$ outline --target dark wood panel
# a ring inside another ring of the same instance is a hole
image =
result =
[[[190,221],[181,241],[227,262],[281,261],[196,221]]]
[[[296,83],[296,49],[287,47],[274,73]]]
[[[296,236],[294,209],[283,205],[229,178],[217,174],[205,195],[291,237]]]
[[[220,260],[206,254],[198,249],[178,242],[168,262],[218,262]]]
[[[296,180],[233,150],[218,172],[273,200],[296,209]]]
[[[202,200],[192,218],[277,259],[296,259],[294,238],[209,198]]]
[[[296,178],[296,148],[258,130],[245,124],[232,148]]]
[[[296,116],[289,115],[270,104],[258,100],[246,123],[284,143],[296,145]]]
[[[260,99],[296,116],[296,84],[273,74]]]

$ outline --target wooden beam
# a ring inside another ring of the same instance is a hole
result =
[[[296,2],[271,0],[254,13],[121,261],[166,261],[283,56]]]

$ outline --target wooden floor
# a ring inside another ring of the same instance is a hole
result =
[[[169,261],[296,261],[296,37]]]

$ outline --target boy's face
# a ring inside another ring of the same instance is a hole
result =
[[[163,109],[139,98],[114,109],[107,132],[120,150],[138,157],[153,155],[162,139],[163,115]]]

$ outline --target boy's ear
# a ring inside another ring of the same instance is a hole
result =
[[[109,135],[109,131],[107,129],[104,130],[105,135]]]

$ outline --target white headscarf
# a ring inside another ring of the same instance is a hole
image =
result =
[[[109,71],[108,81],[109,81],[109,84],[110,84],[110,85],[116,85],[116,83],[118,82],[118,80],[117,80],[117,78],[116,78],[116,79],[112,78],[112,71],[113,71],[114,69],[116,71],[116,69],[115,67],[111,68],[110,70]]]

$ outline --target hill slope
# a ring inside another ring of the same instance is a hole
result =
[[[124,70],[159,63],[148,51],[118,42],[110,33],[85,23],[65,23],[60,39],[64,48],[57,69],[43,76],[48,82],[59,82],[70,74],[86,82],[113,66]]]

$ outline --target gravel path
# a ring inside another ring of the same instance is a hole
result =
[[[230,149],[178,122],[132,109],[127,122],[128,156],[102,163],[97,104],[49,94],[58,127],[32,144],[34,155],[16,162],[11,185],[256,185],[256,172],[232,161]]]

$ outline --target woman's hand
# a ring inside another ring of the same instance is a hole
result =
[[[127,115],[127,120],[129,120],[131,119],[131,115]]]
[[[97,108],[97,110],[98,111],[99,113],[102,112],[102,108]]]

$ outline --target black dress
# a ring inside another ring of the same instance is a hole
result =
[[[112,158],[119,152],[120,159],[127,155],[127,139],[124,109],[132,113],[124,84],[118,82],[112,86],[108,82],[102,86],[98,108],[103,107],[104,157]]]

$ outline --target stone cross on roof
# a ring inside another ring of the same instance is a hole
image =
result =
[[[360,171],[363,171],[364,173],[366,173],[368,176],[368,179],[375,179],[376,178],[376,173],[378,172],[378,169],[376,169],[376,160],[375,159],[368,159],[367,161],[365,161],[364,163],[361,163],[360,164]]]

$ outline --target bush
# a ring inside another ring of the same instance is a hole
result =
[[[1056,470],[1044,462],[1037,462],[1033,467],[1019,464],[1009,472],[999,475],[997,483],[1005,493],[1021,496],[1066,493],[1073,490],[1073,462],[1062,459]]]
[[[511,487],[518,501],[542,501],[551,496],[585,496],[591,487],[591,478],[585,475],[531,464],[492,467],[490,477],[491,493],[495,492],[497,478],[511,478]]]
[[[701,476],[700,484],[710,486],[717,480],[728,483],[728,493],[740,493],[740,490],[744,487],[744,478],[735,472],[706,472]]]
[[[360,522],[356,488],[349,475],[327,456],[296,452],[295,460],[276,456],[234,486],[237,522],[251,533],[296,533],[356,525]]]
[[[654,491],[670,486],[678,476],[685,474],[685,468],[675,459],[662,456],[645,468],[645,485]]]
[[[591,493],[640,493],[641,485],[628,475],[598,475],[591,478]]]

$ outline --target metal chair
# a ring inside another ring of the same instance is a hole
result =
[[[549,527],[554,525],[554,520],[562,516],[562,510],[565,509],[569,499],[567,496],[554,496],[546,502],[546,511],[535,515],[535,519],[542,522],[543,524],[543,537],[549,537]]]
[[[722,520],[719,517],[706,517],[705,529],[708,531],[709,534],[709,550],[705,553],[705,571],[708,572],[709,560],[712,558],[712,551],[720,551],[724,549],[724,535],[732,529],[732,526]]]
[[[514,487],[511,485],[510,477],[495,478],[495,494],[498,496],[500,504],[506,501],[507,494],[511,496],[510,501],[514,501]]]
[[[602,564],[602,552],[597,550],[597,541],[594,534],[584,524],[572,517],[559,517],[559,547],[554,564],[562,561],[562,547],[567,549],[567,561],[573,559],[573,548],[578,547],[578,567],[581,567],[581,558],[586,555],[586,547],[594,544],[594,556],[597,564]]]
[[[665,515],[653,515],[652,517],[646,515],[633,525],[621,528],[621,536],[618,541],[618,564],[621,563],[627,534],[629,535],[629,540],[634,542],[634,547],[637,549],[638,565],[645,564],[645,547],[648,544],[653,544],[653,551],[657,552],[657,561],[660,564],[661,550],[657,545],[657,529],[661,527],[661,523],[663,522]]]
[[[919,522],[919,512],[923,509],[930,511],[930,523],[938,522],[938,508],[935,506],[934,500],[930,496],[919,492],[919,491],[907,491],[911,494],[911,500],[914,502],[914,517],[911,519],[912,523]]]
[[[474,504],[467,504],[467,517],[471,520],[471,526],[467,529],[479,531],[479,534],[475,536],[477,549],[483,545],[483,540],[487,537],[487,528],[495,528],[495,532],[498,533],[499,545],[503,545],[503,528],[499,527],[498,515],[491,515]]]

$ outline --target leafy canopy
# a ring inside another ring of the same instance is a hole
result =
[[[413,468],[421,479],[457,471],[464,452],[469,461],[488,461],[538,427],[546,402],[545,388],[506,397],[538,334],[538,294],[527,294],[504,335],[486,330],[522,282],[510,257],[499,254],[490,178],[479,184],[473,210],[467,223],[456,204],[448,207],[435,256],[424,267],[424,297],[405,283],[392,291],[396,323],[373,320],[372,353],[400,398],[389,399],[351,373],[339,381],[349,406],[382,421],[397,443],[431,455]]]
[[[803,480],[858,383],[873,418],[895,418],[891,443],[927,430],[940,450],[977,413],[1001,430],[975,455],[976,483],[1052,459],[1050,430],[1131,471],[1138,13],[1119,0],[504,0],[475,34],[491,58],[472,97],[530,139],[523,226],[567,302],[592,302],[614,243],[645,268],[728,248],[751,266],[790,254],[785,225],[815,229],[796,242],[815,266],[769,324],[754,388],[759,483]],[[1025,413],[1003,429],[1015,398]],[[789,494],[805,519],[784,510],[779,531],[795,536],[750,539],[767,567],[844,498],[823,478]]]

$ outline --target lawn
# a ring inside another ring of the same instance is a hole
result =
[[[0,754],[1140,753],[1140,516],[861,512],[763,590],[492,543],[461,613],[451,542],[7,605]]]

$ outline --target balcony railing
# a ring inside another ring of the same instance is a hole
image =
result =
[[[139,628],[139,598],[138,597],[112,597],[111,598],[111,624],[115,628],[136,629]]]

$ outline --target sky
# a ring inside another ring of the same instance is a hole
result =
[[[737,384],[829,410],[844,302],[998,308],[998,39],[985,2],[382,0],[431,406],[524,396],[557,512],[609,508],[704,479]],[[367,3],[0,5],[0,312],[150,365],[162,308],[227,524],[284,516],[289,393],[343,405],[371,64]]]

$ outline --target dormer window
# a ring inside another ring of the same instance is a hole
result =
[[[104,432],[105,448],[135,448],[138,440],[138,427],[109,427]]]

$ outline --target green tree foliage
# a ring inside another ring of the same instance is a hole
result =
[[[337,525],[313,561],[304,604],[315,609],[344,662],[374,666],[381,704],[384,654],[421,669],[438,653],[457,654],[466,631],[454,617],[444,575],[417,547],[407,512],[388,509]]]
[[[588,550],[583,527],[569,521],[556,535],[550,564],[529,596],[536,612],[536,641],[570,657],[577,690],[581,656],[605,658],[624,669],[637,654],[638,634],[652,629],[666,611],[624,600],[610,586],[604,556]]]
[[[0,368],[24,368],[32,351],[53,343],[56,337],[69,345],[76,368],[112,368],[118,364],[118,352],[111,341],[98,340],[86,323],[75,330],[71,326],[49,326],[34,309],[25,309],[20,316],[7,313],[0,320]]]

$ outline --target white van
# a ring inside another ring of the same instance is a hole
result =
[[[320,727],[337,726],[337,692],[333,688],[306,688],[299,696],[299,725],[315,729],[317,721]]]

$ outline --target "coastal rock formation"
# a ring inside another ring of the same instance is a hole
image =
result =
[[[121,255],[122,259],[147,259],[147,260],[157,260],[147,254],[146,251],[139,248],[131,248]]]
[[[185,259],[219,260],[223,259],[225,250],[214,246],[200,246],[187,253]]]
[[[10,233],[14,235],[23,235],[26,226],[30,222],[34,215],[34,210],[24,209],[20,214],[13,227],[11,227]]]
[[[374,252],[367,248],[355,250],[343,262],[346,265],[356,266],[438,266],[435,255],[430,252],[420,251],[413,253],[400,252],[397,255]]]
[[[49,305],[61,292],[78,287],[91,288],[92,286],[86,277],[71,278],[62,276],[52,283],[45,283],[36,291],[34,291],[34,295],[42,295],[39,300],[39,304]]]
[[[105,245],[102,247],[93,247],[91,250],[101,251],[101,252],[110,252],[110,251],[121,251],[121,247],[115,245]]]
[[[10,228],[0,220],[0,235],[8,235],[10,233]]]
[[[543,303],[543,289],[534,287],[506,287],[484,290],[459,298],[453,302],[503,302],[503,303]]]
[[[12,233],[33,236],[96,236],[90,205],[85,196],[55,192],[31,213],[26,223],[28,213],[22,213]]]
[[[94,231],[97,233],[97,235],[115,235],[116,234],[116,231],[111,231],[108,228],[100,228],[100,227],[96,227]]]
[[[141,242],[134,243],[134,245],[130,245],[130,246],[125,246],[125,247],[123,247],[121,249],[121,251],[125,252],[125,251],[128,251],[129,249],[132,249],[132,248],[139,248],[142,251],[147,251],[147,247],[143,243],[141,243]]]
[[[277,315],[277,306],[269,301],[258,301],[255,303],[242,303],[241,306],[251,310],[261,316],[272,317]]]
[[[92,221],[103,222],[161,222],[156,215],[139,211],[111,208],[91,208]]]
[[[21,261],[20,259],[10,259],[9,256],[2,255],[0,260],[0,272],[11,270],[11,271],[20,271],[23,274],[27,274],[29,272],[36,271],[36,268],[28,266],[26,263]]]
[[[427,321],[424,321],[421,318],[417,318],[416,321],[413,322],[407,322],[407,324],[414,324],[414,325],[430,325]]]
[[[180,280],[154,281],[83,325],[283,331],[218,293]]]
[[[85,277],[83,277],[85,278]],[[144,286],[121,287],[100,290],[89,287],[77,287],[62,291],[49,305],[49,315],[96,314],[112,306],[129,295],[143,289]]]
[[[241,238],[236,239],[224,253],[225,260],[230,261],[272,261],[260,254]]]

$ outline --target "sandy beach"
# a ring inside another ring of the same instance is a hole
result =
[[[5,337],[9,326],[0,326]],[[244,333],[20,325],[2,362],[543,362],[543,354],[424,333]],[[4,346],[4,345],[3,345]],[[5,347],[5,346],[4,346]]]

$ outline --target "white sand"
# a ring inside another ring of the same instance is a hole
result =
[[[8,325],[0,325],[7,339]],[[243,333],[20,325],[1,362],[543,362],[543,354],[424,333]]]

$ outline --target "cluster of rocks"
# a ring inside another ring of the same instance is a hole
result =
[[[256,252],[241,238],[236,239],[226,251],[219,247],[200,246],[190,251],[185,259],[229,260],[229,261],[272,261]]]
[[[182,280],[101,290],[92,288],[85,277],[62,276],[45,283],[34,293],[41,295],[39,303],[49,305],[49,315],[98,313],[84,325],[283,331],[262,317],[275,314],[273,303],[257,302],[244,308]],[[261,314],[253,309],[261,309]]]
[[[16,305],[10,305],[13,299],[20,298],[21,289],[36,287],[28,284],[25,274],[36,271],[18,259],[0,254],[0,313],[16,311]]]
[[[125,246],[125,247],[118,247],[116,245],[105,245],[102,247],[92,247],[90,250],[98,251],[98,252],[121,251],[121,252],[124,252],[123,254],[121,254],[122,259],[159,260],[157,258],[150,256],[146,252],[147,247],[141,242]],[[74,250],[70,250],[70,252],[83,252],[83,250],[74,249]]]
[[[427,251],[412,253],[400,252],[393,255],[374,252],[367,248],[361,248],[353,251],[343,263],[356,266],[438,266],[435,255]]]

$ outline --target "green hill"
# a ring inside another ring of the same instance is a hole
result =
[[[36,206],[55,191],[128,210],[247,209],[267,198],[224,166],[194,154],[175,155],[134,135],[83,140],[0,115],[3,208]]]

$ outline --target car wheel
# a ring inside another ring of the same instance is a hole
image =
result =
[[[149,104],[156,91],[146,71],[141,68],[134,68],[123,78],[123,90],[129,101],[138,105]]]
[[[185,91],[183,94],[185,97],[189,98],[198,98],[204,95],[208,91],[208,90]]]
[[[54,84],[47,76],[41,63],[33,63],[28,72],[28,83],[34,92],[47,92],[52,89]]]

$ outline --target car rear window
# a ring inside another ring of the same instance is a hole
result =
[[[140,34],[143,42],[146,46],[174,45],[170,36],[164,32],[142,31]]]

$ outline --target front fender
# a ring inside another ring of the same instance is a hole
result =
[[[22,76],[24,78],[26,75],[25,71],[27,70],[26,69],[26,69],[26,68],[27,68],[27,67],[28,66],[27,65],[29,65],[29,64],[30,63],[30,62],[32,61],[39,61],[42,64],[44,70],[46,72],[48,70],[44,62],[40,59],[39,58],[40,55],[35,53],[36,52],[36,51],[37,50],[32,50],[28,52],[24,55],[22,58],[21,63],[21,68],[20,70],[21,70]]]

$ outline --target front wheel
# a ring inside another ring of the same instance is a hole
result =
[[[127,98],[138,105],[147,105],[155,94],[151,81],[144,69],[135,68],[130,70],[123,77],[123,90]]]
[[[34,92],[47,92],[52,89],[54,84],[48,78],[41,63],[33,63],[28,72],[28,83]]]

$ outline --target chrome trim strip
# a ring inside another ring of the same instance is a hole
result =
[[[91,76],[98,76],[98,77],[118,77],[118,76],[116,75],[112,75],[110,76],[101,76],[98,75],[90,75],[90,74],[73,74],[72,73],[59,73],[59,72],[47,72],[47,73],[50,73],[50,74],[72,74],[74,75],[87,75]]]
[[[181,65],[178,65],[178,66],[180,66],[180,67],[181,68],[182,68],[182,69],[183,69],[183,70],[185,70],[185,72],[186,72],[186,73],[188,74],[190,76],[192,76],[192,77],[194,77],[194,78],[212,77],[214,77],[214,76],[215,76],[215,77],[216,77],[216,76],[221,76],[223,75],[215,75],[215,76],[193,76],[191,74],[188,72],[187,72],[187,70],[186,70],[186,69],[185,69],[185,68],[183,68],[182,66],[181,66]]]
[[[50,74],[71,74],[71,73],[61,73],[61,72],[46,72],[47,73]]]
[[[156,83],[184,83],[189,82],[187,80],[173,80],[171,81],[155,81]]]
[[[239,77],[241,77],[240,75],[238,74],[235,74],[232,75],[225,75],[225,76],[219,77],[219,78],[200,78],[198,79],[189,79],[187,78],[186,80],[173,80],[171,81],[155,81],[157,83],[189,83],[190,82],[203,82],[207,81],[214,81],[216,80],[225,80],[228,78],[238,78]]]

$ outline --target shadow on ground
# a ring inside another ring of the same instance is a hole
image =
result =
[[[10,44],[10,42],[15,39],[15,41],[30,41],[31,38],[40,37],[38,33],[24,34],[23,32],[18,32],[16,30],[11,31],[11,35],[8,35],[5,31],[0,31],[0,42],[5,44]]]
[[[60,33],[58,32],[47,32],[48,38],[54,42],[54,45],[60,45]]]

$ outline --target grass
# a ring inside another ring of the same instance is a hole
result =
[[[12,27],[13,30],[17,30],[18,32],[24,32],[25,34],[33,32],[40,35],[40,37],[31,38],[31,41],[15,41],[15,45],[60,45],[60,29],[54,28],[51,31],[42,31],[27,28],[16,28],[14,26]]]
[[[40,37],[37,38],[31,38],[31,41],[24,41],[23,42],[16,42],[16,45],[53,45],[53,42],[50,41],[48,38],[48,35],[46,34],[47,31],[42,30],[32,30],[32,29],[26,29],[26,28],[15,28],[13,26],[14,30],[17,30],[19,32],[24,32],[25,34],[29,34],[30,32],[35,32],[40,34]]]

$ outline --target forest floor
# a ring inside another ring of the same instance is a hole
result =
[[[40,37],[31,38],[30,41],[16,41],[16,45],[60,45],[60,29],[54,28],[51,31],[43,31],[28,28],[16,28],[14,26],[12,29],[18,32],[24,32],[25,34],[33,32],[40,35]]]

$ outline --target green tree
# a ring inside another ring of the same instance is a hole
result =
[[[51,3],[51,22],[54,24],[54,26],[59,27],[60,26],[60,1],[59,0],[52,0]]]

=-=-=-=-=

Exercise instructions: Set down exactly what runs from the line with "--target forest floor" to the last line of the data above, including both of those lines and no others.

Output of the task:
$ outline --target forest floor
# a ring inside another ring of the same instance is a hole
result =
[[[40,37],[31,38],[30,41],[16,41],[16,45],[60,45],[60,29],[54,28],[51,31],[43,31],[28,28],[16,28],[14,26],[12,29],[18,32],[24,32],[25,34],[33,32],[40,35]]]

$ outline --target green tree
# a ring inside another ring of the same instance is a hole
result =
[[[51,3],[51,22],[54,24],[54,26],[59,27],[60,26],[60,1],[59,0],[52,0]]]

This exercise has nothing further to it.